KURZE AUFGABE 1: Auf wen wurde die Vereinbarung laut dem zitierten Text in Nordrhein-Westfalen erweitert?
KURZE AUFGABE 2: Gib aus dem zitierten Text die Passage von „Will die Landesregierung“ bis einschließlich „aus Georgien erweitert.“ wortgetreu wieder.

ZITIERTER TEXT:
________________________

Will die Landesregierung an dem Konzept festhalten, Personen mit einer geringen
Bleibeperspektive in großer Zahl in Schwerpunkteinrichtungen des Landes zu
zentralisieren oder ist geplant auf die Forderung des Oerlinghauser Rates nach
einer Dezentralisierung einzugehen?
Die zentralisierte Unterbringung in Schwerpunkteinrichtungen beruht auf einem zwischen
Bund und Ländern vereinbarten Aktionsplan zur weiteren Beschleunigung der Asylverfahren
sowie einer Verkürzung der Gesamtaufenthaltsdauer von Asylbewerberinnen und
Asylbewerbern aus sicheren Herkunftsländern. Die Vereinbarung wurde ab September 2015
in Nordrhein-Westfalen umgesetzt und auf Asylsuchende aus Georgien erweitert.
Im Koalitionsvertrag von CDU und FDP sind für Nordrhein-Westfalen im Bereich Asyl
Zielvorstellungen vereinbart worden, die zu einer spürbaren Entlastung der Kommunen führen
sollen. Die Kommunen sollen sich grundsätzlich auf die Integration der Personen mit
Bleiberecht konzentrieren können. Personen, die nach Prüfung in einem rechtsstaatlichen
Verfahren nicht schutzberechtigt sind, sollen möglichst bereits aus den Landeseinrichtungen
in ihre Heimatländer zurückgeführt werden.
Zur Umsetzung dieser Zielvorstellungen werden von der Landesregierung aktuell
verschiedene
Umsetzungsschritte geprüft,
wie
und
in
welcher
Form
von
den
bundesrechtlichen
Möglichkeiten
zur
Verlängerung
der
Aufenthaltsverpflichtung
in
Aufnahmeeinrichtungen des Landes Gebrauch gemacht werden soll. Insoweit wird auch auf
den Bericht zur „Zuweisungspraxis von Flüchtlingen“ des Ministeriums für Kinder, Familie,
Flüchtlinge und Integration vom 19.01.2018 zur Sitzung des Integrationsausschusses am
24.01.2018 (Vorlage 17/462) verwiesen.

________________________

EXTRAHIERTE DATEN:
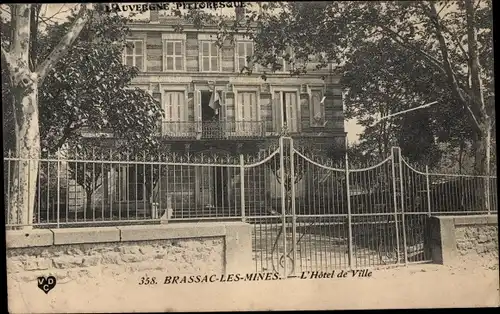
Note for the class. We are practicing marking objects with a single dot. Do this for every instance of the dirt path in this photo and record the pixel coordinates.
(465, 285)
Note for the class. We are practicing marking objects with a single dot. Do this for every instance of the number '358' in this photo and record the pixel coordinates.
(147, 280)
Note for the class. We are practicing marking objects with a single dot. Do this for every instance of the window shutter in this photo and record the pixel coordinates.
(197, 110)
(277, 112)
(317, 109)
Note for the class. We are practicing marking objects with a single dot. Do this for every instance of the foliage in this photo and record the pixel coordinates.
(404, 53)
(88, 88)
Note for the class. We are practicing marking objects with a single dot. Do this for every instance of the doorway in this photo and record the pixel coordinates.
(209, 117)
(214, 188)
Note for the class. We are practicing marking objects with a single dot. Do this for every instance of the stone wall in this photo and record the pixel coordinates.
(455, 238)
(177, 249)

________________________

LÖSUNG 1: Auf Asylsuchende aus Georgien.

LÖSUNG 2:
Will die Landesregierung an dem Konzept festhalten, Personen mit einer geringen
Bleibeperspektive in großer Zahl in Schwerpunkteinrichtungen des Landes zu
zentralisieren oder ist geplant auf die Forderung des Oerlinghauser Rates nach
einer Dezentralisierung einzugehen?
Die zentralisierte Unterbringung in Schwerpunkteinrichtungen beruht auf einem zwischen
Bund und Ländern vereinbarten Aktionsplan zur weiteren Beschleunigung der Asylverfahren
sowie einer Verkürzung der Gesamtaufenthaltsdauer von Asylbewerberinnen und
Asylbewerbern aus sicheren Herkunftsländern. Die Vereinbarung wurde ab September 2015
in Nordrhein-Westfalen umgesetzt und auf Asylsuchende aus Georgien erweitert.